▸ **INSTRUCTIONS FOR THE TASK**
Reproduce each of the lines below word for word, omitting the pictures.

(Coordinate labeling data)
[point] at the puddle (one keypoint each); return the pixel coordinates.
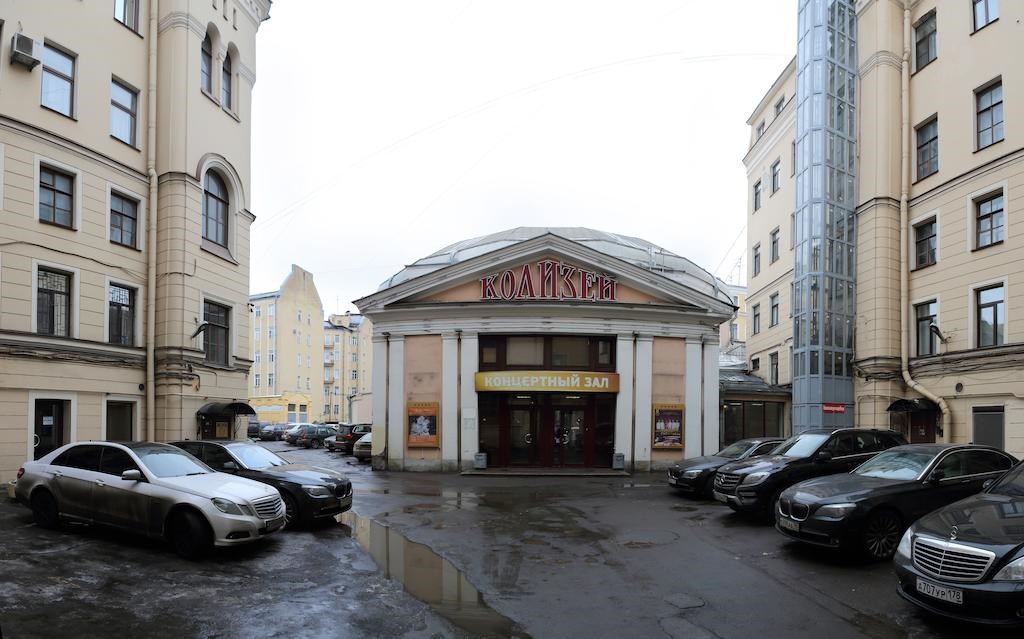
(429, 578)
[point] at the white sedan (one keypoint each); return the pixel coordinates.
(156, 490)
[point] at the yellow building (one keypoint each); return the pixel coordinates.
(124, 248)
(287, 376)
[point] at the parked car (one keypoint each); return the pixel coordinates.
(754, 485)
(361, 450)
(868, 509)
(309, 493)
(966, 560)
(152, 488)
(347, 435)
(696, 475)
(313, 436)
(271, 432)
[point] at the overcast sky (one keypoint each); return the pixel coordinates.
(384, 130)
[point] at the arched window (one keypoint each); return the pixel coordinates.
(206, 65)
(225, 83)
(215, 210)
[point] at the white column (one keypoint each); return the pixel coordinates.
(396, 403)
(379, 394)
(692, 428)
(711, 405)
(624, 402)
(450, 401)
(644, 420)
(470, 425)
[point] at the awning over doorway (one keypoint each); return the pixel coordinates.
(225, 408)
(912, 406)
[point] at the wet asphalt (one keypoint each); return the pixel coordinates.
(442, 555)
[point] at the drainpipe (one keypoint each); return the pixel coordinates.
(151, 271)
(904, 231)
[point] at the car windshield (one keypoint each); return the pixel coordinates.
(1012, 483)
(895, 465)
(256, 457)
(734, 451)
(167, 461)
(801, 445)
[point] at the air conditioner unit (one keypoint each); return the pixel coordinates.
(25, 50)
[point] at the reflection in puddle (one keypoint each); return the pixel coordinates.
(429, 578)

▸ **REPLY**
[point] at the puddle (one keypoint each); return the pixel coordinates.
(429, 578)
[point] at the white sedan (one keypoint each); return the pixel coordinates.
(156, 490)
[point] at the yellow building (one keypoint each); return the pixel coordinates.
(124, 248)
(287, 376)
[point] at the parked car (one keypoint each); return the pixel coordinates.
(754, 485)
(361, 450)
(868, 509)
(309, 493)
(966, 560)
(152, 488)
(347, 435)
(696, 475)
(313, 436)
(271, 432)
[point] at the overcast sky (one keypoint each); return the pixel coordinates.
(384, 130)
[point] at the arched window (one keypoint each); return the pixel coordinates.
(206, 65)
(225, 83)
(215, 210)
[point] at the white column (one keypoint each); return the pixel coordinates.
(396, 403)
(379, 394)
(692, 428)
(711, 405)
(624, 402)
(450, 401)
(644, 420)
(470, 425)
[point] at the awning over doorway (one keypoint each); return the pixel coordinates.
(225, 408)
(912, 406)
[point] at the wet asphalt (one keypoint each); return the pixel coordinates.
(442, 555)
[point] at the drainpipe (one keypoint each); return the pixel coordinates.
(151, 271)
(904, 231)
[point] at the car windshield (one keypoint each); return the pixel coordinates.
(1012, 483)
(895, 465)
(256, 457)
(734, 451)
(167, 461)
(801, 445)
[point] at the air conditioner unit (one keypoint each); return the pixel coordinates.
(25, 50)
[point] at the reflection in puddle (one keypoint each); return the pixel coordinates.
(429, 578)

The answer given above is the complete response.